* What you are asked to do *
Retype the full text on measuring lathe ways, word for word.

For example, if I'm measuring a banana shaped lathe way on a fairly well leveled lathe, the level vials should measure similar dips in the ways as the indicator does, and if I can get the readings to repeat over a couple of passes along the way surface, can I trust that measurement? The worry would be that the joint would slip and the two sides would spread out, or in the alternative, that the rods would flex more than the original King Way way rest would have and that that would allow plural tenths of movement in the indicator.

Finally, as a sort of separate discussion, I'm still wrapping my brain around how to build the end fingers using solely manual machines without incredibly complicated rotary table work. I'm thinking something like using a 3" diameter chunk of material, slit the ends in 2 lines 90* apart with a super spacer (I have one, and it's way easier to set up vs. the rotary table), part or saw the end off of the rod. Then, machine each side flat, drill the two holes and file the ends round and under the size of the drill bushings so as to ensure that you only bear on the bushings. Does that seem like an efficient order of operations? If not, what would you guys do instead?

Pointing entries
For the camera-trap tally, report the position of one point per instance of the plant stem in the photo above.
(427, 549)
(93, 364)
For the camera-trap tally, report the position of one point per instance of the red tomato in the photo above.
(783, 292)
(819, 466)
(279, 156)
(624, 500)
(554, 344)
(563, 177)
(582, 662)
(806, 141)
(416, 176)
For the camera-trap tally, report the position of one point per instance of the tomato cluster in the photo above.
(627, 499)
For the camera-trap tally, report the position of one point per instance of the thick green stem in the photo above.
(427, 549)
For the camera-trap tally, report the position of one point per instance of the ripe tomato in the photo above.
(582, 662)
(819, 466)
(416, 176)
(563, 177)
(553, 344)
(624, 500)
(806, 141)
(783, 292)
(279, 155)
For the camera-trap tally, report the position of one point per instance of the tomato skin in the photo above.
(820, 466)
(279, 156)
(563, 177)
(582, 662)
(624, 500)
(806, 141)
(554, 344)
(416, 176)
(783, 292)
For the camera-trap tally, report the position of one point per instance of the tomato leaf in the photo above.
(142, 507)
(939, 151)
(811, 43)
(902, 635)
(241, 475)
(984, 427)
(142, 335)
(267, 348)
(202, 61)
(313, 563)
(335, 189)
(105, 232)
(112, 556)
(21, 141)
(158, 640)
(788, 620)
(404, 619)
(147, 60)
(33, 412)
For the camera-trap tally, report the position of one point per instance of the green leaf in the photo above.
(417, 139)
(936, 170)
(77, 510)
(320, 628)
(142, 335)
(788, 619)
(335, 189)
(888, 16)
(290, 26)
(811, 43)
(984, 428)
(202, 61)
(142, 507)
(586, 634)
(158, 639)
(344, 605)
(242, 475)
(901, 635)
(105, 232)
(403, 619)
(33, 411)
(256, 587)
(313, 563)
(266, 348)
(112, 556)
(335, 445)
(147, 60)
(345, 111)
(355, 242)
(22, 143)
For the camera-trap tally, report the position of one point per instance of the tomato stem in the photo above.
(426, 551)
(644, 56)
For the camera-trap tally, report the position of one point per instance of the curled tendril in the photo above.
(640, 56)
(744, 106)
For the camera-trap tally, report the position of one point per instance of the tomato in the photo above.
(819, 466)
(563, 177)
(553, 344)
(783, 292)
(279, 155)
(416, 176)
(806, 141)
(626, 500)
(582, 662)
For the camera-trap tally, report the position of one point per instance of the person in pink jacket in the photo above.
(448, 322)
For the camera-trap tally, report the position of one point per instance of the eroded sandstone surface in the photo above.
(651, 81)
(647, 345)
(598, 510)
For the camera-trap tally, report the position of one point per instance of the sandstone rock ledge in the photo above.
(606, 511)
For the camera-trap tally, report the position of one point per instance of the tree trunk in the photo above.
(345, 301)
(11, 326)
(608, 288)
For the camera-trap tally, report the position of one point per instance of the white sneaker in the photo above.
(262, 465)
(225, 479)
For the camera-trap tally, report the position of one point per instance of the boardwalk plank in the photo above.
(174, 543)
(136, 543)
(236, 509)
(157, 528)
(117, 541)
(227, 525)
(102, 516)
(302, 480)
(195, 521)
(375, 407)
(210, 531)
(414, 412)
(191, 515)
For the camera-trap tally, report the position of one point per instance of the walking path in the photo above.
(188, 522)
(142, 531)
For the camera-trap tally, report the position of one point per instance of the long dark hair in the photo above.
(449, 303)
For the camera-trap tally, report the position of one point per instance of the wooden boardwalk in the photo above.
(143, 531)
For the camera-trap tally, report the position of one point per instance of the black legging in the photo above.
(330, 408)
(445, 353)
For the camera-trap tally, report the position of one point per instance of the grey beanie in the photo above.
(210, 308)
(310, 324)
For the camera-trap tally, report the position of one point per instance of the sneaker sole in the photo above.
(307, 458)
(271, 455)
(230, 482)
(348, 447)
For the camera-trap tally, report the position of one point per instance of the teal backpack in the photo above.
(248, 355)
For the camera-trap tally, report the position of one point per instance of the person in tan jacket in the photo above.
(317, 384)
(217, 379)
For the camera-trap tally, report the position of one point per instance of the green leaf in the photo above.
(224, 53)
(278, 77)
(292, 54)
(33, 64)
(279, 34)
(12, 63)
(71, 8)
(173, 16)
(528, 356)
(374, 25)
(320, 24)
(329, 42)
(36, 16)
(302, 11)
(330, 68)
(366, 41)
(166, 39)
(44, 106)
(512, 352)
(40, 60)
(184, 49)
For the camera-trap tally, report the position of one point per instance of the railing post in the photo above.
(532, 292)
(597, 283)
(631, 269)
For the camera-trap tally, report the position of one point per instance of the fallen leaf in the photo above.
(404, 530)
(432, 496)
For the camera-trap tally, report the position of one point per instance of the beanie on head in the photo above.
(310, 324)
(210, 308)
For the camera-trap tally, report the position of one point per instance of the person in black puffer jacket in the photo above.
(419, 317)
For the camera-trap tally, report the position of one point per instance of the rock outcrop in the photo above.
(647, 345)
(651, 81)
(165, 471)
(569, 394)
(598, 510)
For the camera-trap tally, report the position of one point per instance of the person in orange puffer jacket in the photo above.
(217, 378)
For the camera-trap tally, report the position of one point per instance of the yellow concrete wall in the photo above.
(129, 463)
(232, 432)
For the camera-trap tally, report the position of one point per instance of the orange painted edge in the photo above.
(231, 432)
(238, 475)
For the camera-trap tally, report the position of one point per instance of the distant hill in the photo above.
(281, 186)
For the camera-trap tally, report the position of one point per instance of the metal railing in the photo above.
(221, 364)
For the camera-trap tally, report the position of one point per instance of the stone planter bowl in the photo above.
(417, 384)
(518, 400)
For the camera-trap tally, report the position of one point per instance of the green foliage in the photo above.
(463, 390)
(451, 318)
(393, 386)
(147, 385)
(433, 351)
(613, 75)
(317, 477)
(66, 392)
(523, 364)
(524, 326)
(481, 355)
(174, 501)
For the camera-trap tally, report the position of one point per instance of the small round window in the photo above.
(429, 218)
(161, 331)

* Finished answer *
For example, if I'm measuring a banana shaped lathe way on a fairly well leveled lathe, the level vials should measure similar dips in the ways as the indicator does, and if I can get the readings to repeat over a couple of passes along the way surface, can I trust that measurement? The worry would be that the joint would slip and the two sides would spread out, or in the alternative, that the rods would flex more than the original King Way way rest would have and that that would allow plural tenths of movement in the indicator.

Finally, as a sort of separate discussion, I'm still wrapping my brain around how to build the end fingers using solely manual machines without incredibly complicated rotary table work. I'm thinking something like using a 3" diameter chunk of material, slit the ends in 2 lines 90* apart with a super spacer (I have one, and it's way easier to set up vs. the rotary table), part or saw the end off of the rod. Then, machine each side flat, drill the two holes and file the ends round and under the size of the drill bushings so as to ensure that you only bear on the bushings. Does that seem like an efficient order of operations? If not, what would you guys do instead?